Set down the material again. Keep every line exactly as it is.

------------------------------

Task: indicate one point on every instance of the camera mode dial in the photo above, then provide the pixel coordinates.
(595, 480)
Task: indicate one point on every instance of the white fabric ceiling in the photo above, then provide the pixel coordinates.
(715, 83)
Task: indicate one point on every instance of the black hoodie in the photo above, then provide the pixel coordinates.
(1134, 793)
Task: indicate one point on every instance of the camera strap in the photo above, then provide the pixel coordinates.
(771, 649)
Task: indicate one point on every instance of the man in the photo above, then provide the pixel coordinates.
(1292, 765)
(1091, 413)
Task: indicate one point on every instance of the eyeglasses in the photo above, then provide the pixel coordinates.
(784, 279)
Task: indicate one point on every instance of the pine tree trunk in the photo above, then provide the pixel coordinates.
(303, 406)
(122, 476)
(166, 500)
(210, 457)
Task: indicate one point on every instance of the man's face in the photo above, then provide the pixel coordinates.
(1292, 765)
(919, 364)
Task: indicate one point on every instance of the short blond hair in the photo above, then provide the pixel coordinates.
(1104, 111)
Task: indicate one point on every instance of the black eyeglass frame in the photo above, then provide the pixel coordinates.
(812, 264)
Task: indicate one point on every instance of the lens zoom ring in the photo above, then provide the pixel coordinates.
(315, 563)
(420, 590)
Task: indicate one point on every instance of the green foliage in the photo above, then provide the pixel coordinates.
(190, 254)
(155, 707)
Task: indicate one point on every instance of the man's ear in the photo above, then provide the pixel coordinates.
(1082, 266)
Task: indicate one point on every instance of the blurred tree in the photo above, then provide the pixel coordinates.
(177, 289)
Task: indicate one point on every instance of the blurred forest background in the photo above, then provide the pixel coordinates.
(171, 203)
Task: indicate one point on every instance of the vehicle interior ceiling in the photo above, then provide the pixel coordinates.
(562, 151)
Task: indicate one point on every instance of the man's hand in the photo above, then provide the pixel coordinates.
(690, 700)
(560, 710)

------------------------------

■ **Answer for this exercise**:
Task: indicate one point on every instance of the camera mode dial in the photo above, then provide the pixel coordinates.
(595, 480)
Task: indicate one point on every instance of the white fabric ceiling in the photo above, then provide the pixel coordinates.
(715, 83)
Task: indicate one point on every instance of the black hoodie in the photo above, then provide the pixel coordinates.
(1134, 793)
Task: indicate one point on every instance of the camera strap in the photo above, then provide the pixel coordinates.
(771, 649)
Task: indicate one point on every instance of the man in the photo above, then provide the pixel coordinates.
(1292, 765)
(1091, 413)
Task: indicate one point on every instance of the eyeglasses in the photo above, then provide the pixel coordinates.
(784, 279)
Task: indicate one point on every instance of the pine tree trunk in the photo above, then provide the pixel coordinates.
(303, 406)
(122, 476)
(166, 500)
(210, 457)
Task: indicate one point on every instance of the man's face in the photo above, then provide the pixel coordinates.
(1292, 765)
(919, 364)
Task: indicate one point on every instance of the short blond hair in the photo above, then provide the pixel coordinates.
(1104, 111)
Task: indicate one point on every instance of the black eyeglass frame in the photo above, then provide the pixel coordinates.
(812, 264)
Task: indicate one point on every instance of the lens zoom ring in the photo above, then provide the pixel coordinates.
(315, 563)
(420, 590)
Task: indicate one point on every instance of the green foliage in the photo above, then provide the pixel coordinates.
(190, 254)
(155, 707)
Task: indicate one point on every instance of the man's ear in the photo above, then provide the pixel coordinates.
(1082, 266)
Task: indicate one point on every instance of the blurred tree in the photo above, then provide the pixel coordinates.
(177, 289)
Task: indicate one point on every instance of the blurred forest background in the photo above, then provide the pixel coordinates.
(171, 203)
Task: indicate one point on every instance of the vehicle interior ceiling in the photo above, then provide the pixel coordinates.
(562, 151)
Task: indicate one point on every instance of the man's hand in the photo above, then provide the pixel coordinates.
(690, 700)
(560, 710)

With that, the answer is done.